Nothing outside the stretch is wanted. Repeat exactly the lines of the listing below from the one that contains "Target: ceiling fan motor housing" through the one that contains "Target: kitchen island", both ends included.

+ + +

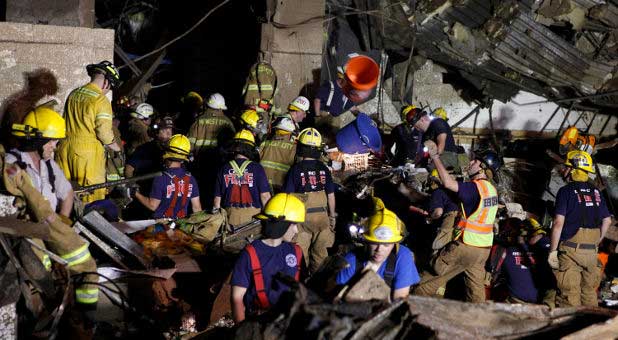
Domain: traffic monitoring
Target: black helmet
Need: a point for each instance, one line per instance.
(108, 70)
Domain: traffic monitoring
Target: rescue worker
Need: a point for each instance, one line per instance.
(278, 152)
(580, 223)
(89, 117)
(241, 186)
(512, 266)
(438, 131)
(383, 254)
(330, 99)
(211, 127)
(175, 188)
(35, 154)
(254, 286)
(311, 177)
(137, 130)
(38, 136)
(297, 110)
(260, 89)
(468, 254)
(407, 140)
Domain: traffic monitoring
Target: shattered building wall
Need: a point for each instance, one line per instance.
(62, 49)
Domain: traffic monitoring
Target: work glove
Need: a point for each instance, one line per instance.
(432, 148)
(553, 260)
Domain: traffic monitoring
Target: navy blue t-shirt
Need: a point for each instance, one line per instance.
(309, 175)
(405, 270)
(582, 205)
(241, 191)
(163, 189)
(339, 102)
(273, 260)
(440, 198)
(469, 196)
(439, 126)
(517, 268)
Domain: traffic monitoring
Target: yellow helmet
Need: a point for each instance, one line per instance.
(578, 159)
(246, 136)
(384, 227)
(178, 147)
(43, 122)
(440, 113)
(310, 137)
(283, 207)
(250, 117)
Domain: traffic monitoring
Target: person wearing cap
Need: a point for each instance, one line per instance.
(479, 206)
(255, 288)
(580, 223)
(278, 152)
(241, 186)
(172, 192)
(137, 129)
(383, 254)
(89, 117)
(407, 141)
(310, 177)
(438, 131)
(330, 99)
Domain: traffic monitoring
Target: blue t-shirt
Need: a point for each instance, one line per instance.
(405, 270)
(309, 175)
(163, 189)
(339, 102)
(517, 268)
(437, 127)
(576, 198)
(273, 260)
(241, 191)
(469, 196)
(440, 198)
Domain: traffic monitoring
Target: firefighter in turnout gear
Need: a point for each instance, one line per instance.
(278, 152)
(310, 177)
(469, 252)
(30, 174)
(241, 186)
(89, 119)
(254, 286)
(383, 254)
(580, 223)
(175, 188)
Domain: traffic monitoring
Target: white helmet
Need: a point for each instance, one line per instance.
(285, 124)
(299, 104)
(142, 111)
(216, 101)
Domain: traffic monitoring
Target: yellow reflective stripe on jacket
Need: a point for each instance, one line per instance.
(478, 227)
(80, 255)
(275, 165)
(87, 295)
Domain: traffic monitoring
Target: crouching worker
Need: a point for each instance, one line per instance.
(383, 254)
(254, 287)
(175, 188)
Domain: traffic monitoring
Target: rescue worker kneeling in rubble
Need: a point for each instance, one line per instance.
(310, 177)
(383, 254)
(175, 188)
(581, 221)
(468, 254)
(254, 285)
(36, 170)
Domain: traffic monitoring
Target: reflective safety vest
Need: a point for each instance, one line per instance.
(277, 156)
(262, 301)
(478, 228)
(181, 185)
(204, 133)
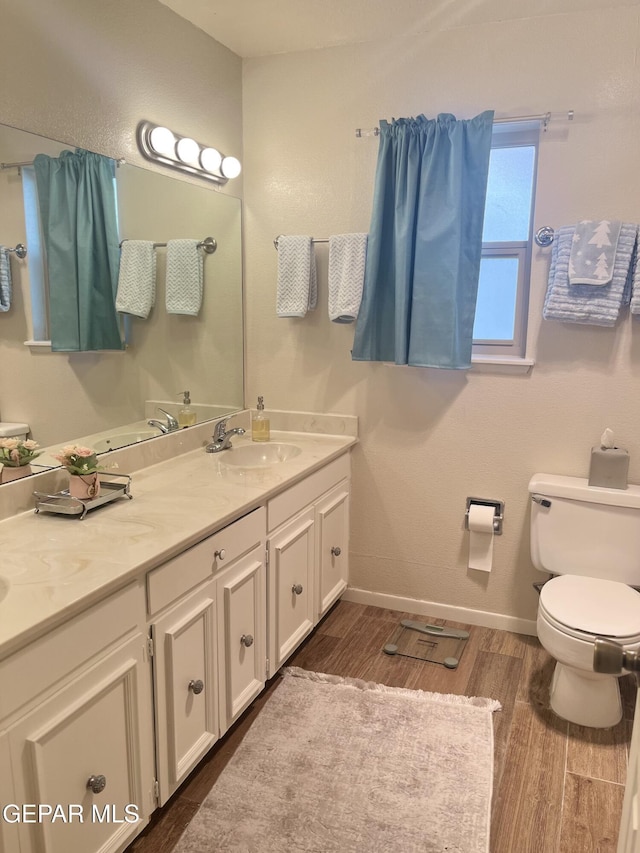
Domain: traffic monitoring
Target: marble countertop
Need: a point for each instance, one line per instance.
(54, 566)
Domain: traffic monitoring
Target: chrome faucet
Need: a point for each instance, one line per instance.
(170, 426)
(221, 439)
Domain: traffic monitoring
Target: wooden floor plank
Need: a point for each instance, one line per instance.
(599, 753)
(557, 787)
(590, 820)
(528, 808)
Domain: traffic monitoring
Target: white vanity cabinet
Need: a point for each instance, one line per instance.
(79, 731)
(307, 555)
(186, 688)
(207, 625)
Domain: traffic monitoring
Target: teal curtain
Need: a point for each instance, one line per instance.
(77, 201)
(425, 242)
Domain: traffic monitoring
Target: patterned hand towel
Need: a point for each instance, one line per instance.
(297, 278)
(184, 277)
(137, 278)
(347, 258)
(583, 303)
(593, 251)
(5, 280)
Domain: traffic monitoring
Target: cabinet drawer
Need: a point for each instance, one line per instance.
(48, 660)
(288, 503)
(176, 577)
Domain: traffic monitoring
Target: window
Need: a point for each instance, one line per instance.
(503, 289)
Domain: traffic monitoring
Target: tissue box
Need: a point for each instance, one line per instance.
(609, 467)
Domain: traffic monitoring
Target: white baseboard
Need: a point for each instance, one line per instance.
(443, 611)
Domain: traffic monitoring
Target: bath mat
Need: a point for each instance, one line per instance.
(412, 644)
(335, 765)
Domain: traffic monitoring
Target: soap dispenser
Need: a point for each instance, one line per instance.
(260, 427)
(186, 416)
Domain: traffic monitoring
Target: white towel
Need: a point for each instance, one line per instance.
(583, 303)
(137, 278)
(5, 280)
(347, 257)
(184, 277)
(297, 277)
(593, 251)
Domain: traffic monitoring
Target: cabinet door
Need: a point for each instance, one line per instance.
(186, 687)
(242, 636)
(8, 828)
(333, 552)
(291, 582)
(88, 751)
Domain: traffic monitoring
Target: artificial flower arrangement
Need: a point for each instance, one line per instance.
(17, 452)
(78, 459)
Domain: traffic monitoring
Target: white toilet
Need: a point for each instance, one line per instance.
(590, 538)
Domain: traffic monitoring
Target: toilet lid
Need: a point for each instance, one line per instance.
(592, 606)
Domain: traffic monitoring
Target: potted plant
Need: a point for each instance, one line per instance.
(82, 465)
(16, 456)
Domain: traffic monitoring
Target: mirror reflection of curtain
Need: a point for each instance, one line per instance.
(77, 202)
(425, 242)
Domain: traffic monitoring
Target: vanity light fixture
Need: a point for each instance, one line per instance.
(161, 145)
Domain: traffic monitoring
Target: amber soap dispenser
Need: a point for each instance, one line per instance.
(186, 416)
(260, 426)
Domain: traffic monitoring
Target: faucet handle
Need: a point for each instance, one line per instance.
(172, 423)
(221, 428)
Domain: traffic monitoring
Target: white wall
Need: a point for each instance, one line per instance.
(429, 438)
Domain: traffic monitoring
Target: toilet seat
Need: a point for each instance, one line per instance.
(584, 608)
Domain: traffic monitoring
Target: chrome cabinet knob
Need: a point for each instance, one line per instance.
(97, 783)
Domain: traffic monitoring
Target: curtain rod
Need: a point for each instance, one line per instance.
(120, 162)
(545, 118)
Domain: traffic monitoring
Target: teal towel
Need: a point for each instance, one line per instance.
(184, 277)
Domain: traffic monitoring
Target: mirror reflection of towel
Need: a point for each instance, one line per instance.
(184, 277)
(5, 280)
(137, 278)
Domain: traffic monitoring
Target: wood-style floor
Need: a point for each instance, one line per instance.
(558, 788)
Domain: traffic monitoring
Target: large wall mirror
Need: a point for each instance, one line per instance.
(108, 397)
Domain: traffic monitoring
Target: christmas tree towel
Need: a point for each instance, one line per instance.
(593, 251)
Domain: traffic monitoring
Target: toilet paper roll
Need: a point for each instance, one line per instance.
(481, 537)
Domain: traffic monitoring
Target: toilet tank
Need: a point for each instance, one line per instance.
(577, 529)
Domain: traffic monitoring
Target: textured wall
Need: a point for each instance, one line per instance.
(429, 438)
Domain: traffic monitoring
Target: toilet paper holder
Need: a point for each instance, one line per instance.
(498, 512)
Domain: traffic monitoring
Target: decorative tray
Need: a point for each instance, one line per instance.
(65, 504)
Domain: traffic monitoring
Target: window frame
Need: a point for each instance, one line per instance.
(514, 134)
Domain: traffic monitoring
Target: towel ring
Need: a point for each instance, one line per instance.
(544, 236)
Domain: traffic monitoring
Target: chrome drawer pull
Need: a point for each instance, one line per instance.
(97, 783)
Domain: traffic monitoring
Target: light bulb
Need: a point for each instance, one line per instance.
(163, 141)
(231, 167)
(210, 160)
(188, 151)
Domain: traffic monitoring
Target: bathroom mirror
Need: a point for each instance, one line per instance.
(65, 397)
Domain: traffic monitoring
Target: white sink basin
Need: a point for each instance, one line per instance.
(258, 455)
(122, 439)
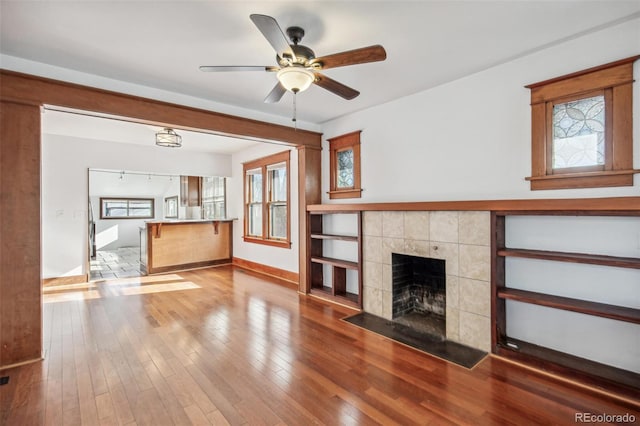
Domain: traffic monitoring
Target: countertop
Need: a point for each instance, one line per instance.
(177, 221)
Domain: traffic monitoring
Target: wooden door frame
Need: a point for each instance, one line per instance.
(22, 96)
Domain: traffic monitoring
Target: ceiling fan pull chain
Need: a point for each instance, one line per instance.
(295, 110)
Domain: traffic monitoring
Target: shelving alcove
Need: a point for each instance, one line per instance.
(585, 370)
(337, 287)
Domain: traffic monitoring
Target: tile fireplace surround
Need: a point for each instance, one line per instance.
(461, 238)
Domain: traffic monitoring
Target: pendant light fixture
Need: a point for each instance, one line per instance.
(168, 138)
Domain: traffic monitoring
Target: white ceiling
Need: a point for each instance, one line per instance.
(160, 44)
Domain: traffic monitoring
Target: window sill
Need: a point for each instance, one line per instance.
(598, 179)
(345, 193)
(273, 243)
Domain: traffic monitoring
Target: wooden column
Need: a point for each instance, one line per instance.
(309, 192)
(20, 288)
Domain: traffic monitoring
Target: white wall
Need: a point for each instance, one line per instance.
(65, 192)
(277, 257)
(470, 139)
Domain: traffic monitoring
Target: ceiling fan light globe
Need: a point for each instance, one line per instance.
(295, 79)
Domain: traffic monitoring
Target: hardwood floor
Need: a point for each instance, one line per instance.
(225, 346)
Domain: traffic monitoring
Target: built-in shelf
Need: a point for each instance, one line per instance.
(334, 286)
(353, 238)
(582, 306)
(336, 262)
(593, 259)
(586, 370)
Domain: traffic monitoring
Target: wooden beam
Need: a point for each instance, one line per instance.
(20, 286)
(21, 97)
(33, 90)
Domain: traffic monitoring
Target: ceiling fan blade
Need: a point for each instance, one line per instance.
(276, 94)
(335, 87)
(352, 57)
(273, 33)
(223, 68)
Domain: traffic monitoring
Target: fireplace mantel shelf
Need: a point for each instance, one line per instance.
(631, 204)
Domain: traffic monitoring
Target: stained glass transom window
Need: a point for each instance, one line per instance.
(345, 169)
(579, 133)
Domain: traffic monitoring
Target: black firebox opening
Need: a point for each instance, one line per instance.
(419, 293)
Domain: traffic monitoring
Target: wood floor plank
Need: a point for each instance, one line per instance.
(237, 348)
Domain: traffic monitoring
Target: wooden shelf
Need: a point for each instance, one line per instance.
(334, 284)
(585, 370)
(347, 264)
(590, 372)
(347, 299)
(353, 238)
(619, 313)
(593, 259)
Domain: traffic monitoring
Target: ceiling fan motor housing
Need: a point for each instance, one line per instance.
(303, 56)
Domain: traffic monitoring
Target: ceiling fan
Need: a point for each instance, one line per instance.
(298, 66)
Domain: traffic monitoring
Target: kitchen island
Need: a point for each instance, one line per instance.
(173, 245)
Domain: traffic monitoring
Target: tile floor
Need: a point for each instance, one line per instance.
(119, 263)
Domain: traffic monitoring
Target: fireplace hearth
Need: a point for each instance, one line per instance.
(419, 293)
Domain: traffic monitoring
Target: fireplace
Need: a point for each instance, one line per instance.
(419, 293)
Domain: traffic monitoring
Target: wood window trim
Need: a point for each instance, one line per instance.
(336, 145)
(615, 81)
(103, 217)
(263, 163)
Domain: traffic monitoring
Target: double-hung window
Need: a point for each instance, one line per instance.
(581, 128)
(213, 198)
(266, 195)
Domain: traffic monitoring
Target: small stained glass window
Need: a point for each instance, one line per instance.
(579, 133)
(345, 168)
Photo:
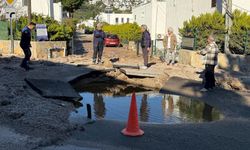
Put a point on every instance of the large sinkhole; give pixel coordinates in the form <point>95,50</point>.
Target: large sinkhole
<point>110,100</point>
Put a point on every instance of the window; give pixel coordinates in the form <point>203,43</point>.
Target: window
<point>213,3</point>
<point>127,20</point>
<point>25,2</point>
<point>116,20</point>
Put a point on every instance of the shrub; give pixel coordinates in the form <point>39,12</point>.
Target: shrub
<point>203,26</point>
<point>126,32</point>
<point>214,23</point>
<point>239,33</point>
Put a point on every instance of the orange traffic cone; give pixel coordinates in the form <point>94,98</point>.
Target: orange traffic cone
<point>133,128</point>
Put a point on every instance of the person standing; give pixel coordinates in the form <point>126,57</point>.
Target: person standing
<point>98,44</point>
<point>25,44</point>
<point>211,59</point>
<point>145,45</point>
<point>169,44</point>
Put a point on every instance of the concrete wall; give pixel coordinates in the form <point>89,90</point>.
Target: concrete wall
<point>39,49</point>
<point>236,62</point>
<point>111,18</point>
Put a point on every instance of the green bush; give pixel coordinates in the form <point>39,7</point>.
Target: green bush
<point>204,25</point>
<point>126,32</point>
<point>214,23</point>
<point>239,37</point>
<point>56,31</point>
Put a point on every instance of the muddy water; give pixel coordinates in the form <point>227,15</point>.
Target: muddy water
<point>112,103</point>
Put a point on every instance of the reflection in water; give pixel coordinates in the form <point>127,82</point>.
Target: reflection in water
<point>144,109</point>
<point>207,112</point>
<point>152,107</point>
<point>167,105</point>
<point>99,106</point>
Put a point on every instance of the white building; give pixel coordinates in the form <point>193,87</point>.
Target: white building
<point>43,7</point>
<point>112,18</point>
<point>242,5</point>
<point>159,15</point>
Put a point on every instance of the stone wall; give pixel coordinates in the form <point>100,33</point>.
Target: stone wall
<point>234,62</point>
<point>39,49</point>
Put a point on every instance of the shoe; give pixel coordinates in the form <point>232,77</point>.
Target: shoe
<point>162,59</point>
<point>100,62</point>
<point>204,90</point>
<point>144,67</point>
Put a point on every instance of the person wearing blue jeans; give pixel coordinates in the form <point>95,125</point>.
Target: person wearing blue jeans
<point>98,44</point>
<point>145,45</point>
<point>169,43</point>
<point>25,44</point>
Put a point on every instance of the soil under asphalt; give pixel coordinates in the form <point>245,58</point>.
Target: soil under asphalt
<point>29,121</point>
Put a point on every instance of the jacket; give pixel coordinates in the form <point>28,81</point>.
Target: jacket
<point>25,38</point>
<point>146,40</point>
<point>173,42</point>
<point>99,37</point>
<point>211,54</point>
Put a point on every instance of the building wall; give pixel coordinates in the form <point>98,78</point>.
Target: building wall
<point>143,15</point>
<point>163,14</point>
<point>242,5</point>
<point>58,11</point>
<point>112,18</point>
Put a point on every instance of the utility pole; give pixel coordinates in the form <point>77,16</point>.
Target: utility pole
<point>29,11</point>
<point>228,23</point>
<point>11,33</point>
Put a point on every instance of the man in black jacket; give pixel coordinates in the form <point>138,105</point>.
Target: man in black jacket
<point>25,44</point>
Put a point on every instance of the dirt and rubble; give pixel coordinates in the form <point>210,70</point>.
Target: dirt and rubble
<point>43,121</point>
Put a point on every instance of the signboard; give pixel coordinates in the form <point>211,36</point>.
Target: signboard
<point>41,32</point>
<point>10,2</point>
<point>8,11</point>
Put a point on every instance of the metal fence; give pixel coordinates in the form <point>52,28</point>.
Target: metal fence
<point>239,43</point>
<point>4,32</point>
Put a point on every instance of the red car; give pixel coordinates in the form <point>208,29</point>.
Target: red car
<point>112,40</point>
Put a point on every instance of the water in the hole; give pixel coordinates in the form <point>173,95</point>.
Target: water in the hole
<point>153,107</point>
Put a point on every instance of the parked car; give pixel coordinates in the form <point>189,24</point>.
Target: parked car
<point>88,31</point>
<point>112,40</point>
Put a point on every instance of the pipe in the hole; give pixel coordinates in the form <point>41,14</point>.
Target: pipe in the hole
<point>89,111</point>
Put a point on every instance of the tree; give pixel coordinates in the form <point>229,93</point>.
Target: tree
<point>71,5</point>
<point>88,11</point>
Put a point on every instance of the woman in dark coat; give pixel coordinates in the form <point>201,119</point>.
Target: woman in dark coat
<point>98,44</point>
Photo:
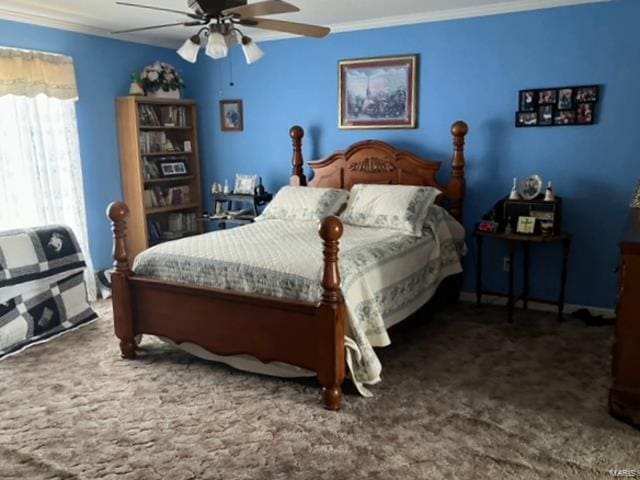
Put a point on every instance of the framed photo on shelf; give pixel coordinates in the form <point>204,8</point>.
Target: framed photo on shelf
<point>173,168</point>
<point>231,116</point>
<point>378,93</point>
<point>245,184</point>
<point>526,225</point>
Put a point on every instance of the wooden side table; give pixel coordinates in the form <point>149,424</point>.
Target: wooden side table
<point>514,240</point>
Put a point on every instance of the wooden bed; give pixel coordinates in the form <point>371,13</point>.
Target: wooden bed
<point>307,335</point>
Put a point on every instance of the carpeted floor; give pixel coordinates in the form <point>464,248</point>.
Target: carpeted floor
<point>464,395</point>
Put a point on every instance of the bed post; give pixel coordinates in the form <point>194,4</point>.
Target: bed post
<point>456,186</point>
<point>333,314</point>
<point>297,175</point>
<point>122,313</point>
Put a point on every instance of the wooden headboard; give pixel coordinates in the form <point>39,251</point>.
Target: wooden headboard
<point>372,161</point>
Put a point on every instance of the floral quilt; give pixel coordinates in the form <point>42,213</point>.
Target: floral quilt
<point>386,275</point>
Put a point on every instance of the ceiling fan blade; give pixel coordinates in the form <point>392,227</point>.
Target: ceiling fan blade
<point>161,9</point>
<point>287,27</point>
<point>269,7</point>
<point>153,27</point>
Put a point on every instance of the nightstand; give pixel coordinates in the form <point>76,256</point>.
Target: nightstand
<point>228,200</point>
<point>515,240</point>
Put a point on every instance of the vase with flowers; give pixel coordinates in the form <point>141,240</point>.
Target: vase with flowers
<point>161,80</point>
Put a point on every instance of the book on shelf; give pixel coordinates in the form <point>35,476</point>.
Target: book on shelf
<point>148,116</point>
<point>167,196</point>
<point>162,116</point>
<point>172,116</point>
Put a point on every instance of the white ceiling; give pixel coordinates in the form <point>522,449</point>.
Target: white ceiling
<point>99,17</point>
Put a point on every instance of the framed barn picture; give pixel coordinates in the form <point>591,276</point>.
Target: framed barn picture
<point>378,93</point>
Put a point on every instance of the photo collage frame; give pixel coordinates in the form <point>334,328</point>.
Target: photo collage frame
<point>557,107</point>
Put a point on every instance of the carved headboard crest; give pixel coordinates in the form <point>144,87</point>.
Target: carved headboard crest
<point>372,165</point>
<point>372,161</point>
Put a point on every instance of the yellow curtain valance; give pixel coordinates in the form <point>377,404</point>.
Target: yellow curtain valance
<point>29,73</point>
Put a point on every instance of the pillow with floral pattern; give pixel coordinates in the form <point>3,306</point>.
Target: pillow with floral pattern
<point>305,203</point>
<point>397,207</point>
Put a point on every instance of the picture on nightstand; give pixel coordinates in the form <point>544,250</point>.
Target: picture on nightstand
<point>526,225</point>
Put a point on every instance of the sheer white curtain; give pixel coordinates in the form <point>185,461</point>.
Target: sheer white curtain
<point>40,168</point>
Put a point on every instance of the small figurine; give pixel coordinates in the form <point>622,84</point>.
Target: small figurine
<point>508,229</point>
<point>549,196</point>
<point>514,195</point>
<point>259,188</point>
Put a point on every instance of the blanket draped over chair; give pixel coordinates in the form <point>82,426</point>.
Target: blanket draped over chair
<point>42,291</point>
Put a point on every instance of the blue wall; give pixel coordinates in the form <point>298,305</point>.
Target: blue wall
<point>472,70</point>
<point>103,67</point>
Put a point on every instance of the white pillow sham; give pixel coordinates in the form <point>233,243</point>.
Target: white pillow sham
<point>305,203</point>
<point>398,207</point>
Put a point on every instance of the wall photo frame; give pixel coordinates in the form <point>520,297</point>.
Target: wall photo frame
<point>378,93</point>
<point>558,106</point>
<point>231,116</point>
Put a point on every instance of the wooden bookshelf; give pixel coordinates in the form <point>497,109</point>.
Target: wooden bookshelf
<point>136,125</point>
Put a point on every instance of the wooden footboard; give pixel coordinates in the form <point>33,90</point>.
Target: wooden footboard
<point>228,323</point>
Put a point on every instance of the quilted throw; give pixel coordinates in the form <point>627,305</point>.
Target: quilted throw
<point>42,291</point>
<point>386,275</point>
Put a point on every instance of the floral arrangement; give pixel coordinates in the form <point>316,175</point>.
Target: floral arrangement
<point>160,76</point>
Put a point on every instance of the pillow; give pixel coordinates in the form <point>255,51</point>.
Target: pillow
<point>305,203</point>
<point>398,207</point>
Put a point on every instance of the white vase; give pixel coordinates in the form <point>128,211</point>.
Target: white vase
<point>172,94</point>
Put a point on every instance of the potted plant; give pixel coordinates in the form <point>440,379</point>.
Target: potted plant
<point>161,80</point>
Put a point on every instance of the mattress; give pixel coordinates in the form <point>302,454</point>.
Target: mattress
<point>386,275</point>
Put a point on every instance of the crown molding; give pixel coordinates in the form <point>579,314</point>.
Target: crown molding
<point>515,6</point>
<point>78,27</point>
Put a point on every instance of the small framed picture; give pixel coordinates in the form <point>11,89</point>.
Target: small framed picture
<point>584,114</point>
<point>528,100</point>
<point>526,225</point>
<point>526,119</point>
<point>547,97</point>
<point>565,117</point>
<point>172,169</point>
<point>245,184</point>
<point>565,99</point>
<point>231,116</point>
<point>545,115</point>
<point>587,94</point>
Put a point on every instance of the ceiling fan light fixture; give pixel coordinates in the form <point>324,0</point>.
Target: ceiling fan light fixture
<point>232,38</point>
<point>252,52</point>
<point>190,48</point>
<point>217,46</point>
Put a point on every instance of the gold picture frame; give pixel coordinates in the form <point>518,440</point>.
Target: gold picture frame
<point>526,225</point>
<point>358,105</point>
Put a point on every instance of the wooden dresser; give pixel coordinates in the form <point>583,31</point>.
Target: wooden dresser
<point>624,396</point>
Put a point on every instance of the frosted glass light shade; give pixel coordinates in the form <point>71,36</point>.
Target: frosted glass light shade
<point>217,46</point>
<point>252,51</point>
<point>189,49</point>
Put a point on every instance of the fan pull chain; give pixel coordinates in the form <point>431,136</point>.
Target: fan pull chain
<point>231,82</point>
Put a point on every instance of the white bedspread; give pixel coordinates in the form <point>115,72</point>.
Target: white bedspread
<point>386,275</point>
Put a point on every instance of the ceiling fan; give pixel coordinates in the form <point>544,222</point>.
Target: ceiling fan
<point>220,20</point>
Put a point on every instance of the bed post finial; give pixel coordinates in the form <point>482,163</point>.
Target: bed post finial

+ + +

* _Solution for this problem_:
Target: ceiling fan motor housing
Need: a point for each instance, one line per instance.
(303, 56)
Domain: traffic monitoring
Target: ceiling fan
Need: a point for each instance, one line per instance.
(298, 66)
Domain: traffic monitoring
Target: kitchen island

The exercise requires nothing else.